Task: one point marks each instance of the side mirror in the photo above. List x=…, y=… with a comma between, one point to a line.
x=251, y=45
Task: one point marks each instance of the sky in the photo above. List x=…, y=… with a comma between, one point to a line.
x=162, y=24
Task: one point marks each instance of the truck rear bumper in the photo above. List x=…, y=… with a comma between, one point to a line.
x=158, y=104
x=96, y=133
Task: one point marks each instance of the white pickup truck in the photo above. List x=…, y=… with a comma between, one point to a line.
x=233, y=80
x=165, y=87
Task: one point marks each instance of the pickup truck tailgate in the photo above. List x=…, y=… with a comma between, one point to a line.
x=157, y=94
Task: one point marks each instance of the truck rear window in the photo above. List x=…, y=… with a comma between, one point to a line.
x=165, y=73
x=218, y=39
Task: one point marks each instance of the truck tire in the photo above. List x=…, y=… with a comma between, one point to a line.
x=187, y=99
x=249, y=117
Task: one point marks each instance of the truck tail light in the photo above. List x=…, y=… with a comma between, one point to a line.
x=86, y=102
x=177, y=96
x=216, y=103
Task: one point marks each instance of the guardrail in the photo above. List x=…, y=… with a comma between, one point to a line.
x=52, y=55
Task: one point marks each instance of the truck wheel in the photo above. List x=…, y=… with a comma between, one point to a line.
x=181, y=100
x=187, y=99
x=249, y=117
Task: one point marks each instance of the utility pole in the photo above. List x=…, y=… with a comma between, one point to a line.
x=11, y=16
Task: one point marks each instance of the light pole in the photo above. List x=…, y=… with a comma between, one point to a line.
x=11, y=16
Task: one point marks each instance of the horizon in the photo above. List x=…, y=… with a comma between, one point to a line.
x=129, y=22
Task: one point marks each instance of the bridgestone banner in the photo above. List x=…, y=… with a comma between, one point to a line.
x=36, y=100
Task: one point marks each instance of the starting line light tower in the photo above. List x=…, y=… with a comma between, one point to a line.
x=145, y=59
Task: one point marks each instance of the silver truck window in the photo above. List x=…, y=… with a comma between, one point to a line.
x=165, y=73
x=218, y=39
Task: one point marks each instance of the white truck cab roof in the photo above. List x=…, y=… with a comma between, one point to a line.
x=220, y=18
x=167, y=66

──────────

Assignment:
Each line above must be reproduced exactly.

Output:
Task: one point marks each instance of the side mirror in the photo above. List x=…, y=… with a comma between, one point to a line.
x=251, y=45
Task: one point marks each instance of the sky in the photo above. List x=…, y=… with a comma between, one point to a line.
x=162, y=24
Task: one point marks each instance of the truck rear bumper in the photo above. List x=…, y=… with a comma between, one point to a line.
x=158, y=104
x=96, y=133
Task: one point marks each instance of the white pickup truck in the photo above. List x=…, y=… with a comma between, one point to a line.
x=233, y=80
x=165, y=87
Task: one point marks each instance of the pickup truck tailgate in the photo above. List x=…, y=… with a comma between, one point to a line.
x=157, y=94
Task: one point marks each instance of the truck rear window in the photo above. List x=…, y=… with a comma between, one point to a line.
x=165, y=73
x=218, y=39
Task: one point marks each instance of the truck tire in the photo above. List x=…, y=… with a comma between, one point to a line.
x=187, y=99
x=249, y=117
Task: one point marks each instance of the truck tail light in the photo above. List x=…, y=… with a comma between, one point to a line.
x=86, y=102
x=177, y=96
x=216, y=103
Task: one point marks each instance of the guardrail in the photo above. List x=…, y=… with a comma between, one point to a line.
x=52, y=55
Task: one point marks each instance of the truck wheel in the photo above. List x=…, y=… with a comma between, one point to a line.
x=181, y=100
x=187, y=99
x=249, y=117
Task: one point marks each instance of the utility pole in the photo above. List x=…, y=… with a comma between, one point to a line.
x=11, y=16
Task: one point marks each instance of the light pole in the photo above. List x=…, y=… with a comma between, one point to a line.
x=11, y=16
Task: one point marks each instance of the horizon in the photo above. List x=…, y=… with a comma between, one point to a line.
x=129, y=22
Task: one point marks each instance of the bridgestone banner in the photo above. List x=…, y=… with a comma between, one point to a line.
x=36, y=100
Task: one point marks each instance of the starting line light tower in the photo above. List x=…, y=… with a comma between, one point to a line.
x=145, y=59
Task: one point marks each instance of the silver truck window in the photo above. List x=…, y=… with a comma between, one point to a line.
x=165, y=73
x=218, y=39
Task: one point marks each instance of the white truck cab roof in the photo above. List x=…, y=… with a comma between, one point to a line.
x=220, y=18
x=167, y=66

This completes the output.